(TASK DIRECTIONS): Show each line in the records below that contains the word "white", copying every such line in full.

※

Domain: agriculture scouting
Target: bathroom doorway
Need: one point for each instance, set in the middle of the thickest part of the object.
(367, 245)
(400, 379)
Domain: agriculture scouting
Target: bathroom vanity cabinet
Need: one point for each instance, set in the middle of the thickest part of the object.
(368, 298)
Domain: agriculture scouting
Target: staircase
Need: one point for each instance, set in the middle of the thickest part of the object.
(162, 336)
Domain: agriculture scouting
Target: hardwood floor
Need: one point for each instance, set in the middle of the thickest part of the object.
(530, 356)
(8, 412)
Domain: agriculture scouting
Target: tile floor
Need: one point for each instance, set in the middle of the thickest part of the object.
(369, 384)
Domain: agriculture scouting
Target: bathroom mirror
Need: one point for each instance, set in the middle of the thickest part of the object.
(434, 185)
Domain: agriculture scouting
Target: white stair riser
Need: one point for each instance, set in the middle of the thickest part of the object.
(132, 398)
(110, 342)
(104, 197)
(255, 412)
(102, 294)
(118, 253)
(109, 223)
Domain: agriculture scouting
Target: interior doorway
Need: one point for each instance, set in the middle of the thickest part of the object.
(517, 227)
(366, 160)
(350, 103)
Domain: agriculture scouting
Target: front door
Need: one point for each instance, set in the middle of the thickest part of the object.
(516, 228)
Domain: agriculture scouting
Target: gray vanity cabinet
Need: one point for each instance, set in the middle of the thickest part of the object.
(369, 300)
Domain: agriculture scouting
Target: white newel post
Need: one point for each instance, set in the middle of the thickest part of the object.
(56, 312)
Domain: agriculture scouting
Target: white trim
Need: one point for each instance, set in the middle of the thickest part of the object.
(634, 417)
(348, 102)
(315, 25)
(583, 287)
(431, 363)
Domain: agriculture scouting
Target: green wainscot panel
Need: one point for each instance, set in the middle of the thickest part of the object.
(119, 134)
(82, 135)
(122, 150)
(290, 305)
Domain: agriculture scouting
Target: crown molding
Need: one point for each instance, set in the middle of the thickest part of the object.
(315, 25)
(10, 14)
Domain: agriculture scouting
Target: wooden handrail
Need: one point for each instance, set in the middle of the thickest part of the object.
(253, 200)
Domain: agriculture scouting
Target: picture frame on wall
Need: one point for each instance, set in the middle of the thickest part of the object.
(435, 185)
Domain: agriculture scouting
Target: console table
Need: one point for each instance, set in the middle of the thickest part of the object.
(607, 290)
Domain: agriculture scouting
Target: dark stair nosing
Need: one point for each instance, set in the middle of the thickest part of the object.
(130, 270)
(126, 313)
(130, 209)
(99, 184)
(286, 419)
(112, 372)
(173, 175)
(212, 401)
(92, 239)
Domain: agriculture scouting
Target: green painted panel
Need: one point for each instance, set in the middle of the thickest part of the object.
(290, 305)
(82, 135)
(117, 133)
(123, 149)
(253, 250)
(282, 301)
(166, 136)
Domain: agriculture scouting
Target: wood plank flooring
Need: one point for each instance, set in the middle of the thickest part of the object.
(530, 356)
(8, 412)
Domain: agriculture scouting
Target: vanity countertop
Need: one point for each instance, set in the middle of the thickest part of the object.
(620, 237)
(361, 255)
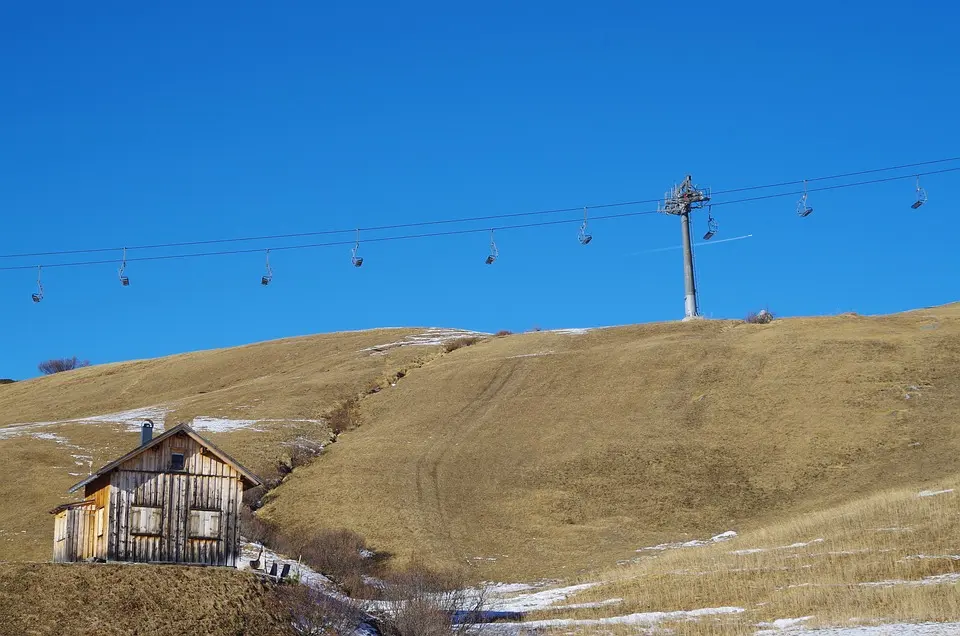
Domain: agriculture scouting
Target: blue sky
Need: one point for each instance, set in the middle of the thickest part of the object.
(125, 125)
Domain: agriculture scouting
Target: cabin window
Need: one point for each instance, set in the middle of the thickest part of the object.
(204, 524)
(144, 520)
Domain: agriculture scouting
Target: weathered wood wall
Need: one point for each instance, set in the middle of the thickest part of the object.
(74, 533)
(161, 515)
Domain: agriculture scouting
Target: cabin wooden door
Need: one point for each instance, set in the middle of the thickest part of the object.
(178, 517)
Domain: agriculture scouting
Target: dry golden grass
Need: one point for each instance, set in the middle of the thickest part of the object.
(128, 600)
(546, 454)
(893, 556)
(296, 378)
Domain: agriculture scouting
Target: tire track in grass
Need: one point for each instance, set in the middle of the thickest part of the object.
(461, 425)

※

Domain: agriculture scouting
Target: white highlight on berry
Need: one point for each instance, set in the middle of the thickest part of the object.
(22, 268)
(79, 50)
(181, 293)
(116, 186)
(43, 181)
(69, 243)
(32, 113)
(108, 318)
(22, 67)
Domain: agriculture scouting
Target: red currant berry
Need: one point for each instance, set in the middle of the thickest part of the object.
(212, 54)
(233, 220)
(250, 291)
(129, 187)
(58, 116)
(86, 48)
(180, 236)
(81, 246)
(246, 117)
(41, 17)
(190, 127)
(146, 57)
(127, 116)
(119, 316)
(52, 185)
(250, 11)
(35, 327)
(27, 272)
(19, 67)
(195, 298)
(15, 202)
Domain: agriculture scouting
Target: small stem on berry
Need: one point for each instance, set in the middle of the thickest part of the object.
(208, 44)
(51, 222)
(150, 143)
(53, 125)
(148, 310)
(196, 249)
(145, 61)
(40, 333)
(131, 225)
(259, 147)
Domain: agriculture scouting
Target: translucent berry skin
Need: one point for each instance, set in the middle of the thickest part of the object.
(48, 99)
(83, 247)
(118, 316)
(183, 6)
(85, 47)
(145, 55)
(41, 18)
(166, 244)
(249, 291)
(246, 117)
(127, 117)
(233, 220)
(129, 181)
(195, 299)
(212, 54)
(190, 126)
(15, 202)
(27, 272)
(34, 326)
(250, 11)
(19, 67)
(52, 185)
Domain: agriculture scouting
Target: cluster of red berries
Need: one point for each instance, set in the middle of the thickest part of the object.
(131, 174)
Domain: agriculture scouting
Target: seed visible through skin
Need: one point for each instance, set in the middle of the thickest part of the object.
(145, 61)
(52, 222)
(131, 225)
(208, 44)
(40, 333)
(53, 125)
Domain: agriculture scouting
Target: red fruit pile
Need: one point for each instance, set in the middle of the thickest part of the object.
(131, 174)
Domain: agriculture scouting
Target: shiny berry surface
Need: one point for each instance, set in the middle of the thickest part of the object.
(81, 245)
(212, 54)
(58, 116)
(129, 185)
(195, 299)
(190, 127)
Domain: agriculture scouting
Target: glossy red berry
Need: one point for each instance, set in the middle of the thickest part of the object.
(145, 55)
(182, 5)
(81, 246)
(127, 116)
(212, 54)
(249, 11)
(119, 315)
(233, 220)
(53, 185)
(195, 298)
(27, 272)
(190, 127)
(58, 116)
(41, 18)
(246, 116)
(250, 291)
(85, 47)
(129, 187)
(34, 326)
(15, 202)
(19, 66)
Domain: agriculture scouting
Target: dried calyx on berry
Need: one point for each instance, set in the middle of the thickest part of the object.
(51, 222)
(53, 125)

※

(OUTPUT OF THE TASK):
Target: white stair riser
Target: white newel post
Target: white trim
Target: white highlight on berry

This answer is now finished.